— Given text —
— Begin —

Pursuant to the January Offer the January Investors agreed to exchange i) 12,052,344 shares of Common Stock owed pursuant to the
favored nations provision of the January 19, 2015 subscription agreement (the “January Agreement”), and ii) 30,130,861
warrants owed pursuant to the favored nations provision of the January Agreement for 210,919 shares of Preferred.
On
March 9, 2017, as a result of the Note Offer becoming effective, a securities exchange offer made to the Company’s April
19, 2015 investors (the “April Offer”) was accepted by certain of those investors (the “April Investors”).
Pursuant to the April Offer, the April Investors agreed to exchange i) 20,110,699 shares of Common Stock owed pursuant to the
favored nations provision of the April 19, 2015 subscription agreement (the “April Agreement”), and ii) 28,154,980
warrants owed pursuant to the favored nations provision of the April Agreement for 52,311 shares of Preferred.

— End —

— Data extract —
— Begin —

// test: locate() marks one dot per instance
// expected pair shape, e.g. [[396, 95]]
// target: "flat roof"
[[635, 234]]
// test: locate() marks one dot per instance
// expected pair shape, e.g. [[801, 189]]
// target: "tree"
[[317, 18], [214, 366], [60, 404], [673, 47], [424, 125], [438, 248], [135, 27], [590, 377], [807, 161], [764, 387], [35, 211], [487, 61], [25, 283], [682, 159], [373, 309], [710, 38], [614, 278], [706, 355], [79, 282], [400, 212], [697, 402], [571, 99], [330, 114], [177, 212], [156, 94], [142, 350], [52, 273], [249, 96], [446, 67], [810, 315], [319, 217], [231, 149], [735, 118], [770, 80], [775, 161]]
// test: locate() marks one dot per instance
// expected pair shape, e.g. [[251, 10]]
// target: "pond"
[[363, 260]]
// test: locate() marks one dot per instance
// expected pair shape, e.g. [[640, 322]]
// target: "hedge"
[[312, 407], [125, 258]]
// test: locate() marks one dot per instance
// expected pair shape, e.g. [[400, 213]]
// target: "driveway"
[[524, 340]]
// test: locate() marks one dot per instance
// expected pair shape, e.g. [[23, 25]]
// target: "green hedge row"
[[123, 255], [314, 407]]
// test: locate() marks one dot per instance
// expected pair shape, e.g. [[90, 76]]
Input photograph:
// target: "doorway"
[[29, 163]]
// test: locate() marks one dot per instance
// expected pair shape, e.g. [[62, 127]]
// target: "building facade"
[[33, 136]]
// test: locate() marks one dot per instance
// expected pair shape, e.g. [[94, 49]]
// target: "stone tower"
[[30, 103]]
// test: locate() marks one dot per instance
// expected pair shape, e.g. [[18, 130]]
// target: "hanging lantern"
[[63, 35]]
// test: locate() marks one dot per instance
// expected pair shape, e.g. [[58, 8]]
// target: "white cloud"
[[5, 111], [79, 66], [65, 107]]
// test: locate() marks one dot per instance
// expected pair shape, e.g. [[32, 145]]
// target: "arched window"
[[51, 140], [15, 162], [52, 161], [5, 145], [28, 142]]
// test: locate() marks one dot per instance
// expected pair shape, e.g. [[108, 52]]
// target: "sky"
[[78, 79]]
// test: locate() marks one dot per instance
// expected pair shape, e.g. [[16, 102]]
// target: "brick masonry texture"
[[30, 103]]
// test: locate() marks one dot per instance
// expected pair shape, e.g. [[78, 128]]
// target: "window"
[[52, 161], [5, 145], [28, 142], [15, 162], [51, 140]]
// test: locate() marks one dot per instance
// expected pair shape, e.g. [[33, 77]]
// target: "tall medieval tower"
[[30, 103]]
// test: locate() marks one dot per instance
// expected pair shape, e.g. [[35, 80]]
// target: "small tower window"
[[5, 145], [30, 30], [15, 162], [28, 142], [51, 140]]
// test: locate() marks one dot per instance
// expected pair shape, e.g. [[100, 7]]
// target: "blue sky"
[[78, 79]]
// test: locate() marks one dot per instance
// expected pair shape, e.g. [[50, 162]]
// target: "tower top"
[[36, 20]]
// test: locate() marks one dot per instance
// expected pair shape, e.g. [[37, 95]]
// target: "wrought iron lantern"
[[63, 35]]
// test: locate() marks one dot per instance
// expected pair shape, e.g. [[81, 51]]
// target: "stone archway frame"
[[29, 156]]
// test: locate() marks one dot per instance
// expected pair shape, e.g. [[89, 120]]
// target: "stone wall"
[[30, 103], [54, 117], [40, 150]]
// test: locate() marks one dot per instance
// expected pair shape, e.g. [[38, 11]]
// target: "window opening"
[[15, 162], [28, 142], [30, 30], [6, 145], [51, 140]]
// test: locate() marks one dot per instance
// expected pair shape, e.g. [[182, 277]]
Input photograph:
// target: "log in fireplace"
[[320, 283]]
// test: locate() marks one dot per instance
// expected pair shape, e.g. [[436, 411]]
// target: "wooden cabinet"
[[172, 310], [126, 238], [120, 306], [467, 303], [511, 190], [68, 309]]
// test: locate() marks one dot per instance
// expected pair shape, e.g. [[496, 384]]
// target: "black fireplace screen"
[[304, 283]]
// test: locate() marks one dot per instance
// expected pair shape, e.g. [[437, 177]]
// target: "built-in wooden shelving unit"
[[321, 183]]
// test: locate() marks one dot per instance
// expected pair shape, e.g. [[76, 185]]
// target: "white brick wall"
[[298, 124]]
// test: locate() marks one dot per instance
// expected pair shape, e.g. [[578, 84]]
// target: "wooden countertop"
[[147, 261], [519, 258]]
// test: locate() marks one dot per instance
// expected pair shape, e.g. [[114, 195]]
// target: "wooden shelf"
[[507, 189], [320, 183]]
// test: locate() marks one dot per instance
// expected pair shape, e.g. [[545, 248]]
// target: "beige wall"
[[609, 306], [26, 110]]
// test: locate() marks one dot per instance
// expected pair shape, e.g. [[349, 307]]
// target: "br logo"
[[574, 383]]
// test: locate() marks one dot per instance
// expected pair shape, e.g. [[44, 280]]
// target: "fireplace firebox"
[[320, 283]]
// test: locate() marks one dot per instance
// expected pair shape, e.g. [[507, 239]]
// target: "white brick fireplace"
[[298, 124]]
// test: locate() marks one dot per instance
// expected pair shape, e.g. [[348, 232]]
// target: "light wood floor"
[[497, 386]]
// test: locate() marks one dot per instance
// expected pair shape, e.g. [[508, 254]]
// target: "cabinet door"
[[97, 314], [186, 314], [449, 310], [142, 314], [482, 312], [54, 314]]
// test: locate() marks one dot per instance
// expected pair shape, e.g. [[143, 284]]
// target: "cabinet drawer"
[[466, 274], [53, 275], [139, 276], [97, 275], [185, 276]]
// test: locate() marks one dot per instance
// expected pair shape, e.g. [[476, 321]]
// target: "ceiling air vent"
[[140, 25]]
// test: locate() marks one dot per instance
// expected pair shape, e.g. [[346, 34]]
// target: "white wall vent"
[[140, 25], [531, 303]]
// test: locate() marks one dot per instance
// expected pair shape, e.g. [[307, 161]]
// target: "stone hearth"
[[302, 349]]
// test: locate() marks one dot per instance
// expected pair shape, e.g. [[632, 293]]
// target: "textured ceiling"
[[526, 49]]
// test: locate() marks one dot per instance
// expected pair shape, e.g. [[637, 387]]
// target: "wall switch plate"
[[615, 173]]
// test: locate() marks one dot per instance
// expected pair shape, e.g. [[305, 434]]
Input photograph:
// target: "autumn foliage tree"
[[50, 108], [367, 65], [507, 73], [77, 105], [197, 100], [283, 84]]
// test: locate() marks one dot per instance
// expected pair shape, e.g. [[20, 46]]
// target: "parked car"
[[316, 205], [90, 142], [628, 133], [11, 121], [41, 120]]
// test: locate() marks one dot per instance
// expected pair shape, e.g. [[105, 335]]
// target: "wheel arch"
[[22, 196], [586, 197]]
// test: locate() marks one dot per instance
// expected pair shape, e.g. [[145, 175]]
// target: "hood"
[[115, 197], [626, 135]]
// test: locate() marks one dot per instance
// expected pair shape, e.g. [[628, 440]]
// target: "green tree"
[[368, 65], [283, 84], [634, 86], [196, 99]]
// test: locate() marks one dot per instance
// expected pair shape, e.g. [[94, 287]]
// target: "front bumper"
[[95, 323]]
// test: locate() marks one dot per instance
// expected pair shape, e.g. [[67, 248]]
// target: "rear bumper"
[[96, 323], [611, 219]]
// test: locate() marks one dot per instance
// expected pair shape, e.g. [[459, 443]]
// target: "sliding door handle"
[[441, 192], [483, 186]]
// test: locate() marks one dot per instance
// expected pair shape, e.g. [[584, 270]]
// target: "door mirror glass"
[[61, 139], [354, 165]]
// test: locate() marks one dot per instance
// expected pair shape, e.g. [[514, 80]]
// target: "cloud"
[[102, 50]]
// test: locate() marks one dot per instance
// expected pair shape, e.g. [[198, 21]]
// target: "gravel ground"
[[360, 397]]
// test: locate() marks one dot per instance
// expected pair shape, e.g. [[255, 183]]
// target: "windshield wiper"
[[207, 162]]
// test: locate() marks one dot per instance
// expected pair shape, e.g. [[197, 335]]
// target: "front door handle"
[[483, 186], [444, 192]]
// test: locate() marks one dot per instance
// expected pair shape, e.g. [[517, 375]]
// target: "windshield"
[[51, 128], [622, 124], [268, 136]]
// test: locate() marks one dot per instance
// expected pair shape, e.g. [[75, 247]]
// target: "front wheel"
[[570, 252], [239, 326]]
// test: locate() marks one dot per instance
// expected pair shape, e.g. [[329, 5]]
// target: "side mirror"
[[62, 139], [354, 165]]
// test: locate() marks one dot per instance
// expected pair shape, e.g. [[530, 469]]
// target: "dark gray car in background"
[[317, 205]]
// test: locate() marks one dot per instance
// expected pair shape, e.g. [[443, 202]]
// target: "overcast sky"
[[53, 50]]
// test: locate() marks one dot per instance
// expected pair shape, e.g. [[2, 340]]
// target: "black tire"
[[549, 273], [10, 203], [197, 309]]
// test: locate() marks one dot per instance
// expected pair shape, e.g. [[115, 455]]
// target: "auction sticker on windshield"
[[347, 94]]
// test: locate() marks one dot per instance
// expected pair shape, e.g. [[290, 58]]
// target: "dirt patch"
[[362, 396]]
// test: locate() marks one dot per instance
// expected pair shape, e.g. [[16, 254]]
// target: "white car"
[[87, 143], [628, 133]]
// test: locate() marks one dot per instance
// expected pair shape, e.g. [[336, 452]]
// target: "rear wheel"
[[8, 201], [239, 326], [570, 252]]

— End —

— Exercise objective —
From the exchange offer text above, return the passage that begins with the words "Pursuant to the January" and ends after "210,919 shares of Preferred.", copied word for word.

— Answer for the task —
Pursuant to the January Offer the January Investors agreed to exchange i) 12,052,344 shares of Common Stock owed pursuant to the
favored nations provision of the January 19, 2015 subscription agreement (the “January Agreement”), and ii) 30,130,861
warrants owed pursuant to the favored nations provision of the January Agreement for 210,919 shares of Preferred.